>> start

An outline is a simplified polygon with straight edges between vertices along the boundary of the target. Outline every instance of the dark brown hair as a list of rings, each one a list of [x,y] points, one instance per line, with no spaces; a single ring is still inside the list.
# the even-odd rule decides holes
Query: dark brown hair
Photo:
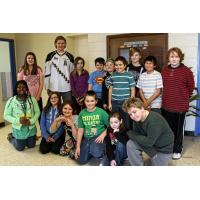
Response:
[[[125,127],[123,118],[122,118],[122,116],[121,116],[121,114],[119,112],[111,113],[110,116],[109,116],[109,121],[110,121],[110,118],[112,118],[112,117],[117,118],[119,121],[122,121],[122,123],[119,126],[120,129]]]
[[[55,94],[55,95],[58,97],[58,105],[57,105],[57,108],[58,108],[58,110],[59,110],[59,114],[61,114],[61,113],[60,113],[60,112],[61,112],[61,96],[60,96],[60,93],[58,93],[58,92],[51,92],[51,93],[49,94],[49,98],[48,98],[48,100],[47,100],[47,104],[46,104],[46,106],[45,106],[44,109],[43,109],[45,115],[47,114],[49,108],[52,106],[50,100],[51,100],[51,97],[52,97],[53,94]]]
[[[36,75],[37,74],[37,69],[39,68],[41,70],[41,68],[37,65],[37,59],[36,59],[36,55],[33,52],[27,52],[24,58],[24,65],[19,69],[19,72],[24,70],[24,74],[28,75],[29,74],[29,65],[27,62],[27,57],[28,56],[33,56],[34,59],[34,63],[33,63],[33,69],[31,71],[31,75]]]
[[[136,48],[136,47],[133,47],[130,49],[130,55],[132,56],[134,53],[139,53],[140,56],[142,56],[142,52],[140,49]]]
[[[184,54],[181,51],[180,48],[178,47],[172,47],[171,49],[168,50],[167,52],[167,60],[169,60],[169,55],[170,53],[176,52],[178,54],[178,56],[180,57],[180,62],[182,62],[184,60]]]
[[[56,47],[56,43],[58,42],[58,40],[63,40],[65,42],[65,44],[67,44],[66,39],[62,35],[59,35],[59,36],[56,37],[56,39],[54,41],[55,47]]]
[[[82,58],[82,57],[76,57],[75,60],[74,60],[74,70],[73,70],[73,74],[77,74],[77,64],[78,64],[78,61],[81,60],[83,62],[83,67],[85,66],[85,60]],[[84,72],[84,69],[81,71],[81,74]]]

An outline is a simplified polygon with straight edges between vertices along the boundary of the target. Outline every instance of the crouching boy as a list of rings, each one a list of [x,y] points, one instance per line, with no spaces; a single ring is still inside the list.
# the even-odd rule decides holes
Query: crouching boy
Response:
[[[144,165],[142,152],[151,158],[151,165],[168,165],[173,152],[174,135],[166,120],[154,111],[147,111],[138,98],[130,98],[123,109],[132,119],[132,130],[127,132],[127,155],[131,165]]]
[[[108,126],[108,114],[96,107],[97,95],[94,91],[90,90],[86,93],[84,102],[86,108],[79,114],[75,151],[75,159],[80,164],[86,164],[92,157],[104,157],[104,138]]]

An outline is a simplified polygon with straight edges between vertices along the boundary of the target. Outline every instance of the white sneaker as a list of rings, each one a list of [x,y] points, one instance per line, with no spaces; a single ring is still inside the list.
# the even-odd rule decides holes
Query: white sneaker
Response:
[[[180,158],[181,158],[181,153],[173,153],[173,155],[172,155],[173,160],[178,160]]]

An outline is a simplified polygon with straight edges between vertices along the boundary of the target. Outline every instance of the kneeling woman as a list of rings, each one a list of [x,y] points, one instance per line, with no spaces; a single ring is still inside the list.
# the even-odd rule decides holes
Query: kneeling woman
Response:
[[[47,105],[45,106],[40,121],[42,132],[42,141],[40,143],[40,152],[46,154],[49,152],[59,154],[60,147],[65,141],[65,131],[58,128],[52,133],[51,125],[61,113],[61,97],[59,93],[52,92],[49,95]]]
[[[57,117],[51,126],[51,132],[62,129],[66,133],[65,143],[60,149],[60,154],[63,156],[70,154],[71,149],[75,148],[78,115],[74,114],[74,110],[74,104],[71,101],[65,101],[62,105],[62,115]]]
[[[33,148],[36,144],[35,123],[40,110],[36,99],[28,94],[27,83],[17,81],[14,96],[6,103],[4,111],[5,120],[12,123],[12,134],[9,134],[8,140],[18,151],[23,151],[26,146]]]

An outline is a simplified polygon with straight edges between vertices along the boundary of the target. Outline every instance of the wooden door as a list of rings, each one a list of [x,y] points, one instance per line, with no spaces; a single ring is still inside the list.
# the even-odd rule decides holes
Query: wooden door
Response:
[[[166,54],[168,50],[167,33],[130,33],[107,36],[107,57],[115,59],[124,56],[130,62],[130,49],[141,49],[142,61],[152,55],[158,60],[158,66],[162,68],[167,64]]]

>> end
>> start

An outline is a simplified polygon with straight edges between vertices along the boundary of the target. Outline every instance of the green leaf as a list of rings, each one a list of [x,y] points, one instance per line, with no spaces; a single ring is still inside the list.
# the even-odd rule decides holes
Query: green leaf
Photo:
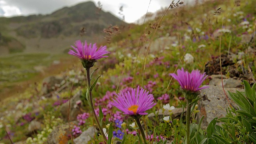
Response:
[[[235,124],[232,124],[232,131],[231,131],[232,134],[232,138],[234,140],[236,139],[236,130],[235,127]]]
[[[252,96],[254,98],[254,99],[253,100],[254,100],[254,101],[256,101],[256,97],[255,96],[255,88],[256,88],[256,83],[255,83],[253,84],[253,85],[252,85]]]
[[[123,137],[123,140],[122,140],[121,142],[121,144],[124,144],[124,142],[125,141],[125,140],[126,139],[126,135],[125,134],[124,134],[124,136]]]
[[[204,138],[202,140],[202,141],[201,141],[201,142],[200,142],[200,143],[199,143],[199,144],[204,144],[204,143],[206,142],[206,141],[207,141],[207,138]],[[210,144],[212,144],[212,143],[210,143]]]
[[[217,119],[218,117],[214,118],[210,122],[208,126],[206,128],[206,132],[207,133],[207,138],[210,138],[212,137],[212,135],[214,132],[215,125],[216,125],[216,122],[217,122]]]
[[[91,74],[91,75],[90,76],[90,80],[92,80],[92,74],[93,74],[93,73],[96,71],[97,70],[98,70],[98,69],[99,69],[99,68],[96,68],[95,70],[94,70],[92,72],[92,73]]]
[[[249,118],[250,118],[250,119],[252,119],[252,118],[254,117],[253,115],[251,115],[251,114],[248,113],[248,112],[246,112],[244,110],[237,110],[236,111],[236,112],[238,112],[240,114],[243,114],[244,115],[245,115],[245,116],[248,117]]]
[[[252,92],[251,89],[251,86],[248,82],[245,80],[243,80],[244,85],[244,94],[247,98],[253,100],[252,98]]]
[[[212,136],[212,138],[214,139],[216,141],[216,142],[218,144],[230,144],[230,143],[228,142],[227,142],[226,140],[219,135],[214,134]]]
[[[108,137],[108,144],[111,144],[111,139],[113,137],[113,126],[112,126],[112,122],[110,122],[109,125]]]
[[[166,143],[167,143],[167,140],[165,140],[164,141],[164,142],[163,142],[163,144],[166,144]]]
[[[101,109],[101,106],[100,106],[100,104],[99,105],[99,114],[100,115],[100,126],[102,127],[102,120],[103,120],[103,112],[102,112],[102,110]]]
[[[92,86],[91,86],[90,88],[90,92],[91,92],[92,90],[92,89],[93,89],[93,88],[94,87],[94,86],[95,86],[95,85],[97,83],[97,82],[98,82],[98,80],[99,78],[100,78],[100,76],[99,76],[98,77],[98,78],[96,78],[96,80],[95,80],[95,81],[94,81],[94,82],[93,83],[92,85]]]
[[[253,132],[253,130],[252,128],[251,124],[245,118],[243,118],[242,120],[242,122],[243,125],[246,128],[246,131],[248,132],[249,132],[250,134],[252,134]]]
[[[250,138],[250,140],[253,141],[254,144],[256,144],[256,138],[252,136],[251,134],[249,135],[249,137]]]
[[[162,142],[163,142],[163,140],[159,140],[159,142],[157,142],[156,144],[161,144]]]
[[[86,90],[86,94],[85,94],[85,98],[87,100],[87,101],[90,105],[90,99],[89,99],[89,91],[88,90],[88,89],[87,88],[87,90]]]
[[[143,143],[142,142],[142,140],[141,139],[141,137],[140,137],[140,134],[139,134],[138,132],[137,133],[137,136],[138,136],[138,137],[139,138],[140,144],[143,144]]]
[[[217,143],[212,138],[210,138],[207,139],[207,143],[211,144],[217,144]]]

>> end

What the task asks: Show each line of the data above that contains the string "spaces".

Response below:
An outline is a simplified polygon with straight edges between vertices along the boundary of the target. Outline every instance of the dark brown hair as a list of rings, each one a list of [x,y] points, one instance per line, with no spaces; a single ring is still inside the list.
An outline is a simplified polygon with straight edges between vertices along the boundary of the target. Outline every instance of the crouching boy as a list of rings, each one a list of [x,y] points, one instance per line, with no spaces; a single ring is still inside the list.
An outline is a simplified polygon with straight edges between vertices along the boundary of the target. Outline every instance of the white sneaker as a list of rings, each one a list of [x,y] points, one instance per line, with no spaces; a single ring is still inside the list.
An outline is a simplified polygon with straight edges between vertices along the boundary of the target. Outline every instance of the kneeling woman as a list of rings, each one a list of [x,y] points, one instance per line, with no spaces; a single ring is still inside the list.
An outline is a simplified polygon with straight edges between vertices along the boundary of the target. Outline every instance of the wooden door as a list of rings, each one a list of [x,y] points, one instance per line, with no spaces; a single ring is still inside the list.
An outline is a simplified polygon with straight edges between vertices along the boundary of the target. Outline every instance of the green leaf as a list of rings, each one a list of [x,y] points, one instance per line, with no spaces; a single ring is still inside the list.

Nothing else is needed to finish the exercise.